● **Dataset entries**:
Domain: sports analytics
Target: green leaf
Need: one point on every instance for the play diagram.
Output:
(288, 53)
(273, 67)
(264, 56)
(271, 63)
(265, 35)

● **What to work on**: Output the complete data verbatim.

● **Exercise answer**:
Domain: sports analytics
Target: green leaf
Need: one point on every instance for the play diagram.
Output:
(288, 53)
(273, 67)
(264, 56)
(271, 63)
(265, 35)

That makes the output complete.